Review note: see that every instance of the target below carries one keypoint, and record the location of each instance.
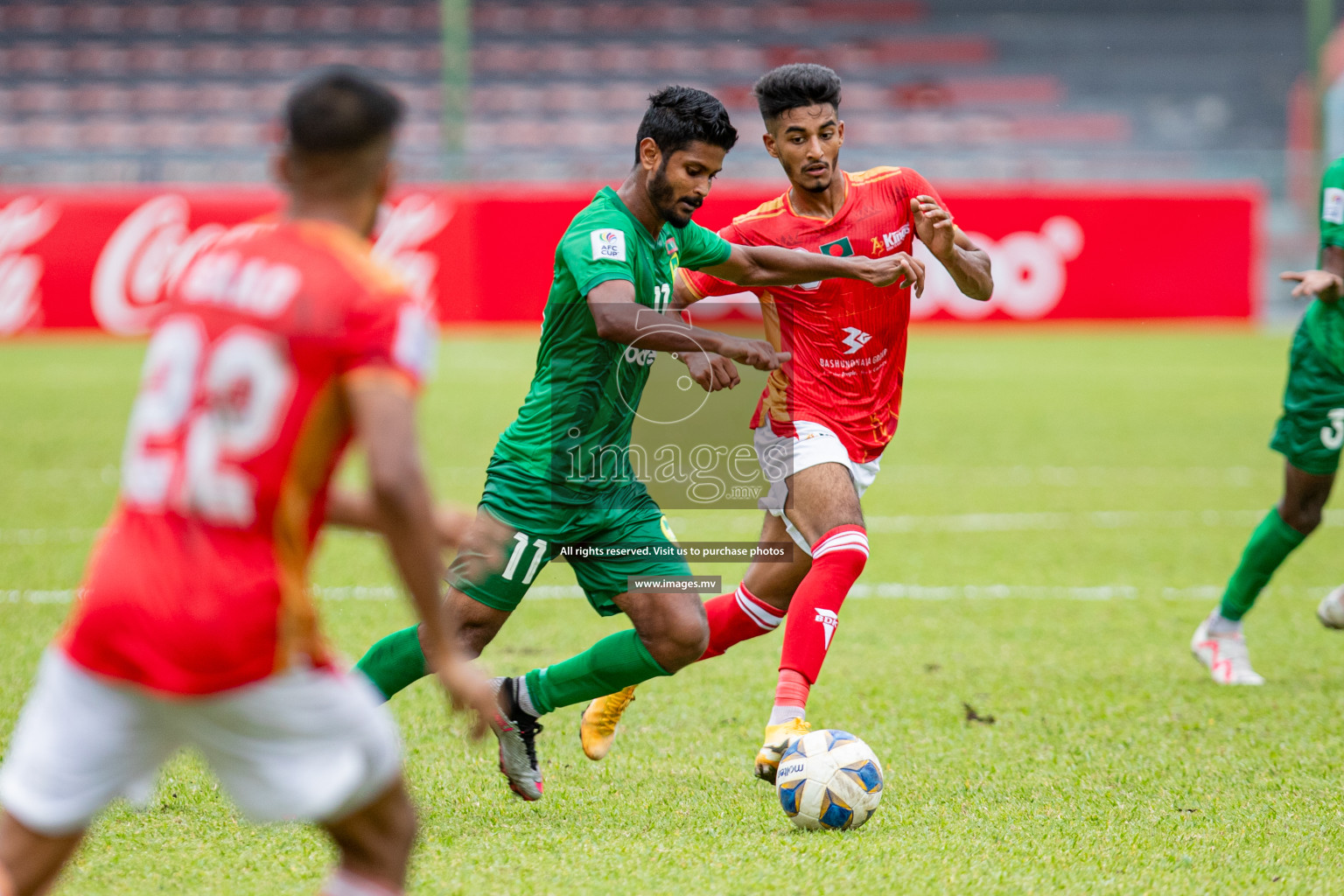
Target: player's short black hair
(680, 116)
(340, 110)
(796, 87)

- AIM OF THE EXERCISE: Copy the rows above word for word, line by line, and leave out the picture.

- ANSWER TO THIS TASK:
Review note: see that every instance of the target below carries one keypoint, and record the location of each instance.
Target: player's short black hair
(680, 116)
(340, 110)
(796, 87)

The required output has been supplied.